◆ DIRECTION
Please set out every line of the listing below as a numbered list, omitting any blank lines.

----- EXTRACTED INFORMATION

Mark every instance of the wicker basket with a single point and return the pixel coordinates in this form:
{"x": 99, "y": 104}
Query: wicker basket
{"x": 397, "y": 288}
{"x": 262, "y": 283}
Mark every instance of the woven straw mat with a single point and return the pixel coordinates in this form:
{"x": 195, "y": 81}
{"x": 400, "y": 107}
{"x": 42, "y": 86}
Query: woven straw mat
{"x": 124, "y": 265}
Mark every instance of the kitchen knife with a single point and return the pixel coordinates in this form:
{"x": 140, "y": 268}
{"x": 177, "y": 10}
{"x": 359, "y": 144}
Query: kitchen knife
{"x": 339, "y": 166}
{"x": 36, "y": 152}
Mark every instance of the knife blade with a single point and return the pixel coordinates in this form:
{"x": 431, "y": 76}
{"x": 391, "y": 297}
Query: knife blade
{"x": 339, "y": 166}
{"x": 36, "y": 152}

----------

◆ SOLUTION TO THIS EXERCISE
1. Mark every instance of the wicker basket with a single point and return the pixel coordinates in this form:
2. {"x": 99, "y": 104}
3. Query: wicker basket
4. {"x": 397, "y": 288}
5. {"x": 262, "y": 283}
6. Mark every instance of the woven straw mat with a single point and return the pixel coordinates in this form:
7. {"x": 195, "y": 81}
8. {"x": 400, "y": 107}
9. {"x": 42, "y": 86}
10. Query: woven straw mat
11. {"x": 124, "y": 265}
12. Mark every instance of the kitchen knife with a single point and return the pixel coordinates in this form:
13. {"x": 140, "y": 268}
14. {"x": 177, "y": 10}
15. {"x": 359, "y": 144}
16. Query: kitchen knife
17. {"x": 339, "y": 166}
18. {"x": 36, "y": 152}
19. Mark every instance of the knife blade with a single point and return the pixel coordinates in this form:
20. {"x": 431, "y": 76}
21. {"x": 391, "y": 297}
22. Query: knife blade
23. {"x": 339, "y": 166}
24. {"x": 36, "y": 152}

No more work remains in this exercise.